## JOB:
Please output every line of the records below word for word, leaving out the pictures.
====== INPUT DATA
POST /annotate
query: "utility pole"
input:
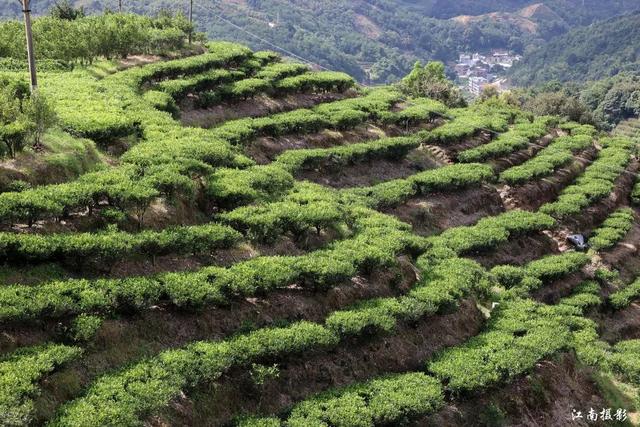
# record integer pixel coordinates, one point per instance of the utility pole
(30, 53)
(190, 20)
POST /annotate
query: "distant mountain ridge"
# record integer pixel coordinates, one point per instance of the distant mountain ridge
(601, 50)
(534, 19)
(375, 40)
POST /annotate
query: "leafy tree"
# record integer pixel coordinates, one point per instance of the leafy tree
(488, 92)
(40, 115)
(431, 81)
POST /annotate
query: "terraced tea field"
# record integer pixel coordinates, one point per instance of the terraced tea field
(274, 246)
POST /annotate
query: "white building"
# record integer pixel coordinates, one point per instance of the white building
(476, 84)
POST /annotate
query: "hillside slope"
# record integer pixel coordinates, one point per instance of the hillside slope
(601, 50)
(314, 253)
(373, 40)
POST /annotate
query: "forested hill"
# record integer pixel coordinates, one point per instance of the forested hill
(574, 12)
(374, 40)
(601, 50)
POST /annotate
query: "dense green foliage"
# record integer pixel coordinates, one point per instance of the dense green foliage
(613, 229)
(518, 335)
(23, 117)
(379, 401)
(431, 81)
(597, 181)
(112, 245)
(559, 153)
(625, 296)
(21, 371)
(87, 38)
(516, 138)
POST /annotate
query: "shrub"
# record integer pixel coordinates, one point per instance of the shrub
(597, 181)
(20, 373)
(613, 229)
(547, 161)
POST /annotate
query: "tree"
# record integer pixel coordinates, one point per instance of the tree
(488, 92)
(63, 9)
(14, 125)
(431, 81)
(40, 116)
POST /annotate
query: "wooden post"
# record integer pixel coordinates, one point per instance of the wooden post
============
## TASK RESULT:
POST /annotate
query: "utility pole"
input:
# record integer pixel coordinates, one point per instance of the utility pole
(30, 53)
(190, 20)
POST /annotate
query: "distant mountain ridge"
# record integer pixel coordinates, one point per instance of the distant mountain ridge
(601, 50)
(534, 19)
(375, 40)
POST /annotate
query: "leafy tree"
# record integer pixel coordinates, one point per instance of the leafy tree
(488, 92)
(40, 115)
(431, 81)
POST /annotate
query: "terraced tea field"
# record integer pixel coordinates, one point per instance of the terraced tea field
(274, 246)
POST /annotate
query: "white building"
# record integer pixel coordinates, one point per instance of the white building
(476, 84)
POST /annotate
query: "hillside slope"
# record integer pixel coordinates, one point per instance of the hillside slope
(601, 50)
(314, 253)
(373, 40)
POST /annotate
query: "forested hill"
# record integer pixel coordinates, one point per instance of the forested hill
(574, 12)
(374, 40)
(601, 50)
POST /annotate
query: "dense green foliage"
# record integer pixel coordinates, one point per instance of the dense green foliage
(613, 229)
(518, 335)
(23, 117)
(379, 401)
(431, 81)
(597, 181)
(112, 245)
(559, 153)
(625, 296)
(21, 371)
(87, 38)
(516, 138)
POST /annotate
query: "shrub"
# record integer pixel coordinates, one point per instance of the shrub
(597, 181)
(20, 373)
(613, 229)
(547, 161)
POST /annotate
query: "tree"
# record integer pixel coordinates, one point per instance of the tree
(488, 92)
(63, 9)
(14, 125)
(431, 81)
(40, 116)
POST /annotate
query: "wooden post"
# record integer pixel coordinates, one point per instance of the wooden post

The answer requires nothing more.